◆ The task:
Pull out every line of the items below that contains the word "stadium". Matching is case-sensitive.
++++++++++
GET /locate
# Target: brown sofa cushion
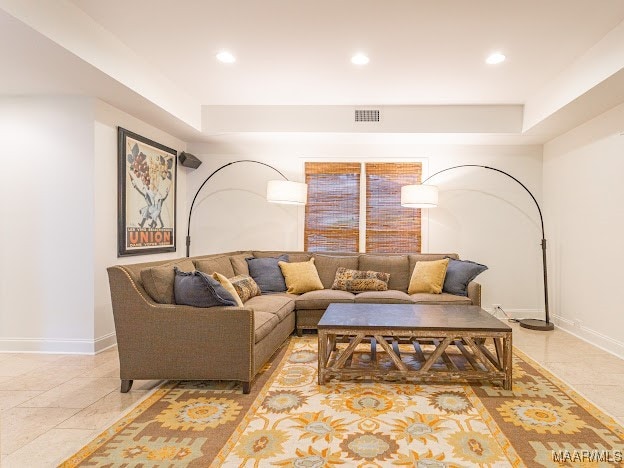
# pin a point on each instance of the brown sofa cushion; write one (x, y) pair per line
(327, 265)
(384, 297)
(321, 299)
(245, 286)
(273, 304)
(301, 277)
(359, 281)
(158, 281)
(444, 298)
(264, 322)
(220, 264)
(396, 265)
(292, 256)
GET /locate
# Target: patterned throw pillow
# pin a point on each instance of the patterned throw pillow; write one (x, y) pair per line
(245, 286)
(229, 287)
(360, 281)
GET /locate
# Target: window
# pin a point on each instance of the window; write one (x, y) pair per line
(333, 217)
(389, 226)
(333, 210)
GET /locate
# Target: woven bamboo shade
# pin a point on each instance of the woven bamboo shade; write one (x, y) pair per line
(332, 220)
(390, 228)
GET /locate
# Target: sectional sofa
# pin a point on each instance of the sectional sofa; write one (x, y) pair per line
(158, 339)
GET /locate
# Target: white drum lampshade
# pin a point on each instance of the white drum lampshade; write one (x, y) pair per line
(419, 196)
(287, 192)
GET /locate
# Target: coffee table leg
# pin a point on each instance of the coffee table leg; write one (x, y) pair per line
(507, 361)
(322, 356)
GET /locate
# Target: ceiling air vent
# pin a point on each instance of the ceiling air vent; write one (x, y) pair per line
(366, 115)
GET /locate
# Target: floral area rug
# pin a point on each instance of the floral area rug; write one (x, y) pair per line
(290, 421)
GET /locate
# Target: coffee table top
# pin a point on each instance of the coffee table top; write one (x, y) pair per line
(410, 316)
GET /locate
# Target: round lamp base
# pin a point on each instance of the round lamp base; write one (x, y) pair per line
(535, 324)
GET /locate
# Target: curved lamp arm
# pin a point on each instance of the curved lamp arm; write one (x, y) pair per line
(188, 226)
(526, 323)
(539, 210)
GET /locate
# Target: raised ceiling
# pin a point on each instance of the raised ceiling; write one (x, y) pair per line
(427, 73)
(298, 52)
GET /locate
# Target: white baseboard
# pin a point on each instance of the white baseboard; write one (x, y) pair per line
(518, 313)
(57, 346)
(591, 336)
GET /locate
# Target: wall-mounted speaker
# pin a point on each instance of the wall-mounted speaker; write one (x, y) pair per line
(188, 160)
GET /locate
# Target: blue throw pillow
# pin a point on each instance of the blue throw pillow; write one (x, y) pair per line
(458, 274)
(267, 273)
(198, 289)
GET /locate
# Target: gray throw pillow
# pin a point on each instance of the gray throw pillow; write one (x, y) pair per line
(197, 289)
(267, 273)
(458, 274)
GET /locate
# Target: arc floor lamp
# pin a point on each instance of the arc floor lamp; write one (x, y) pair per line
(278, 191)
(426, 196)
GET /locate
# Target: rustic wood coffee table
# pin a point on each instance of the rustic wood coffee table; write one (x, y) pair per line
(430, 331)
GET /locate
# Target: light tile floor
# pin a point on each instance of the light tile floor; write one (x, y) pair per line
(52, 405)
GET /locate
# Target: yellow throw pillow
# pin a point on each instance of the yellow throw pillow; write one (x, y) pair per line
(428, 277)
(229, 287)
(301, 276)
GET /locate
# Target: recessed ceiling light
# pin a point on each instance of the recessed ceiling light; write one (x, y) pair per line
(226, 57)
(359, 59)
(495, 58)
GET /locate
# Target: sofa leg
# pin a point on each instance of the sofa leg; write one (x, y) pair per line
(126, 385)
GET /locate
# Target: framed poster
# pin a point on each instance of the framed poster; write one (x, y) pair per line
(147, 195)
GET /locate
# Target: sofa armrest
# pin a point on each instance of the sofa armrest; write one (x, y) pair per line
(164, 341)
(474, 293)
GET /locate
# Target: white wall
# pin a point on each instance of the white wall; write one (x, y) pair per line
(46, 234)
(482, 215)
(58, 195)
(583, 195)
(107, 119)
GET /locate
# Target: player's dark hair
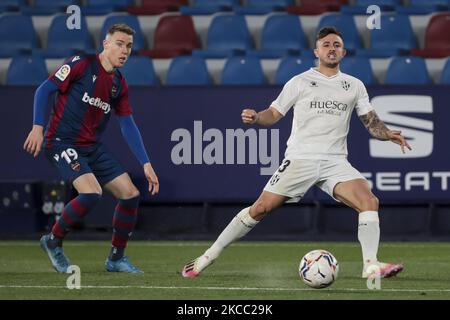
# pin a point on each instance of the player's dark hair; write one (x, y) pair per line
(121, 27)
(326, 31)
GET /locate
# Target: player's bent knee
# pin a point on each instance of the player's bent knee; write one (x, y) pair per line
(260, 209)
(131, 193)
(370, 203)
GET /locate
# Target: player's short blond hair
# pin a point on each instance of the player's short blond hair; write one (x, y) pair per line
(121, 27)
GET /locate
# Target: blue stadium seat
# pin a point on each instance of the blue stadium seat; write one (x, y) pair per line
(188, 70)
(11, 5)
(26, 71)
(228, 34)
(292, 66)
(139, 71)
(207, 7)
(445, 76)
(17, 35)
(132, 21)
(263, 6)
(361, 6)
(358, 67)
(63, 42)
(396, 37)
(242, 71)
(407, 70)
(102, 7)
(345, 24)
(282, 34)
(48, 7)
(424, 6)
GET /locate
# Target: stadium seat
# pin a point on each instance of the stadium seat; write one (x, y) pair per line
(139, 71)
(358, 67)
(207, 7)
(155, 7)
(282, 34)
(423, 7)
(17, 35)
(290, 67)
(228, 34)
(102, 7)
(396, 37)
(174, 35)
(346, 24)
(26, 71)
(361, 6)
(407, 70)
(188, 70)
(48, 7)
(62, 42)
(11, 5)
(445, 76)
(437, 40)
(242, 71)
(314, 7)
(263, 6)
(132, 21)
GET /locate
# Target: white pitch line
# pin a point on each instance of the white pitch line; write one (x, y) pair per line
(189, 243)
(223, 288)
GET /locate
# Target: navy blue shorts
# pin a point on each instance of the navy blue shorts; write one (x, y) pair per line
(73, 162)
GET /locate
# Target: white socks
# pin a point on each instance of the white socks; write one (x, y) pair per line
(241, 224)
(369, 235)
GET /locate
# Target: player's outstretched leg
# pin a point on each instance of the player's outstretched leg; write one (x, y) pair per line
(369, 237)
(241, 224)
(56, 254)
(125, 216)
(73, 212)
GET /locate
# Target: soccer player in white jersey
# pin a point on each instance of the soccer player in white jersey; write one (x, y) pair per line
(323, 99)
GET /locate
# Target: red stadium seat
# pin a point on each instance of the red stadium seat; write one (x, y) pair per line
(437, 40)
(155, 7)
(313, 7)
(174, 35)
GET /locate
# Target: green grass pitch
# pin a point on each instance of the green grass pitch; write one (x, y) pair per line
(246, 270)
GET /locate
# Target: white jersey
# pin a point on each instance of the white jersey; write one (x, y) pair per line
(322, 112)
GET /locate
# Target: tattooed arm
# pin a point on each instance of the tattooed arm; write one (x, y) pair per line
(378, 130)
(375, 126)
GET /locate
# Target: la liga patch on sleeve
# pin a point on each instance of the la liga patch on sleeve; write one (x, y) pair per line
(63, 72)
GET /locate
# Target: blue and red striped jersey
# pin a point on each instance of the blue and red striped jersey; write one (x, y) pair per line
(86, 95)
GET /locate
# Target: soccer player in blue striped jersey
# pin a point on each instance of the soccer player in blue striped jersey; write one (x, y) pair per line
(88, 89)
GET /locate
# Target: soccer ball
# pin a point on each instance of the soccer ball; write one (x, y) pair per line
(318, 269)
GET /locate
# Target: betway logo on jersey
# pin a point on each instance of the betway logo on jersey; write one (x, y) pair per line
++++++++++
◆ The answer:
# Target: blue stadium seat
# pin a point on each instance of the blue stadium seat; write one (x, y) pair per line
# Target: stadium seat
# pin a point on each instance of the stadium seat; write one (x, y) pair per line
# Target: red stadium seat
# pin a point on each instance of the red stadium seat; write one (x, y) pair per line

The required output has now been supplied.